# Is there a large spindle South Bend 9"



## Jim_cellarshop (May 26, 2011)

I thought I saw someone mention a SB 9" with a large spindle bore 1" or 1 1/8" ? I think it may have been a transplant? Spindle only or maybe a different head stock? There are lots of SB 9s around here but I could use a larger spindle bore. Thanks, Jim.


----------



## Jim_cellarshop (May 27, 2011)

Thanks. I may have seen a SB 9" 'with 10K spindle' and I may have thought that it was a 10L. I have a bit of work on my shop to get ready for a lathe and I need to take my wife on vacation, so I have some time to look around. Generally SB 10Ls in at least fair condition are a little over my buget, but if I put off the mill for a while I may be able to swing it. I am going to try to get something with a spindle bore greater than 1.0" (1.25+ would be better) with about 24" between centers that I can get into my basement. Jim.


----------



## Jim_cellarshop (May 31, 2011)

Thanks, I will put those on my list of possibles. There are a few Clausing 12" lathes around, anyone know what the spindle bore is on those? I just started researching those looks like some have a hydraulic variable speed that could be a problem, but they appear to come apart enough the go in the basement. Thanks, Jim.

_Instruction 1_
Reproduce the rows below word for word, beginning at the line that contains "the bus side" and ending with the last row.

_Material supplied_
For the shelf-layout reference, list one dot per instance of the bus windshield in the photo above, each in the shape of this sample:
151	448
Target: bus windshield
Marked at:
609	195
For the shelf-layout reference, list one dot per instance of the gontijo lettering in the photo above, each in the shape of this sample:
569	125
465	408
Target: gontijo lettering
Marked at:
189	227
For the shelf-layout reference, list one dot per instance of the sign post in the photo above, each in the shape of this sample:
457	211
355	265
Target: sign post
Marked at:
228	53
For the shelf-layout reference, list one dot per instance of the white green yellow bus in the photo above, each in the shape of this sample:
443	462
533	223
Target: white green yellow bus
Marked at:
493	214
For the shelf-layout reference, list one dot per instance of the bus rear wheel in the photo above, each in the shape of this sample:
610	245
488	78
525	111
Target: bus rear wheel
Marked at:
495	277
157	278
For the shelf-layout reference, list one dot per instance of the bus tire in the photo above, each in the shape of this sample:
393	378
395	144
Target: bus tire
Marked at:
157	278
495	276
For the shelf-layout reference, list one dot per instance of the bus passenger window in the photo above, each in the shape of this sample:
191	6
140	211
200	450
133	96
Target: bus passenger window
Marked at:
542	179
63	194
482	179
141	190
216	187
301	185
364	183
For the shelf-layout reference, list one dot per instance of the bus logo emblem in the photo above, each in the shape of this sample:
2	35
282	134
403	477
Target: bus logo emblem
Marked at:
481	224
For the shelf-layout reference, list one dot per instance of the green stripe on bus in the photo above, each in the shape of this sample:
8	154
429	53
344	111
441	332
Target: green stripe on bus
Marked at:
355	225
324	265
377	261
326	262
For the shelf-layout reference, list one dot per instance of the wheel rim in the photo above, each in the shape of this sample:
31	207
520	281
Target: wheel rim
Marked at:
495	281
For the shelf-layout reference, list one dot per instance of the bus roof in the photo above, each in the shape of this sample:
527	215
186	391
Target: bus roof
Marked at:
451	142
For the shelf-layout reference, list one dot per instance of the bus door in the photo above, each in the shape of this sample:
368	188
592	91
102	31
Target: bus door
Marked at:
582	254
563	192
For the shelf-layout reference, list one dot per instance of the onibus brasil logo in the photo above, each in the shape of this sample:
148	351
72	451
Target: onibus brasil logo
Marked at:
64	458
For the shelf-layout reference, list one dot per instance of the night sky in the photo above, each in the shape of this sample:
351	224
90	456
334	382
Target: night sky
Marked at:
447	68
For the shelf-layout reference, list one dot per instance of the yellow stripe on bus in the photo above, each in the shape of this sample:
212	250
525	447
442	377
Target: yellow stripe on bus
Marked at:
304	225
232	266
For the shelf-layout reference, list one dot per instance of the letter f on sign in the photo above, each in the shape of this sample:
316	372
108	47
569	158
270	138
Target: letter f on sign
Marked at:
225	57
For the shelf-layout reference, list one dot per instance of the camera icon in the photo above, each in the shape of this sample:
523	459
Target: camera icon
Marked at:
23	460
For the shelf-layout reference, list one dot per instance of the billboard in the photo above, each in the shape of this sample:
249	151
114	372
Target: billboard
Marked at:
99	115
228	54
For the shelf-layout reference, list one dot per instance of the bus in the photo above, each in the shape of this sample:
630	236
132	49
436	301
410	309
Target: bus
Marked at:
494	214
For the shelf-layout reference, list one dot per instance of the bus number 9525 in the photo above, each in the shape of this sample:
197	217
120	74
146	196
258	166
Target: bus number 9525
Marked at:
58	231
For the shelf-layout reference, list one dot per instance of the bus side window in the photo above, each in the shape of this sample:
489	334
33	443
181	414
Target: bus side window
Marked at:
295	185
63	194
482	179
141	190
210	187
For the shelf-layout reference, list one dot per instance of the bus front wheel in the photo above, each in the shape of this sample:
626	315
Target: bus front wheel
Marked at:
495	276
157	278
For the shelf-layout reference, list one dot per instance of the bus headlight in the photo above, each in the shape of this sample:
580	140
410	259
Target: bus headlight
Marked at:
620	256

_Instruction 2_
Rewrite the forum thread from the words "## Jim_cellarshop (May 27, 2011)" through "(May 31, 2011)", substituting "milling machine" for "mill".

_Written response 1_
For the shelf-layout reference, list one dot per instance of the bus side window in the photo above, each in the shape of this sample:
489	334
33	443
181	414
Target: bus side window
Marked at:
295	185
63	194
482	179
141	190
210	187
For the shelf-layout reference, list one dot per instance of the bus front wheel in the photo above, each in the shape of this sample:
626	315
Target: bus front wheel
Marked at:
495	276
157	278
For the shelf-layout reference, list one dot per instance of the bus headlight in the photo above, each in the shape of this sample:
580	140
410	259
Target: bus headlight
Marked at:
620	256

_Written response 2_
## Jim_cellarshop (May 27, 2011)

Thanks. I may have seen a SB 9" 'with 10K spindle' and I may have thought that it was a 10L. I have a bit of work on my shop to get ready for a lathe and I need to take my wife on vacation, so I have some time to look around. Generally SB 10Ls in at least fair condition are a little over my buget, but if I put off the milling machine for a while I may be able to swing it. I am going to try to get something with a spindle bore greater than 1.0" (1.25+ would be better) with about 24" between centers that I can get into my basement. Jim.


----------



## Jim_cellarshop (May 31, 2011)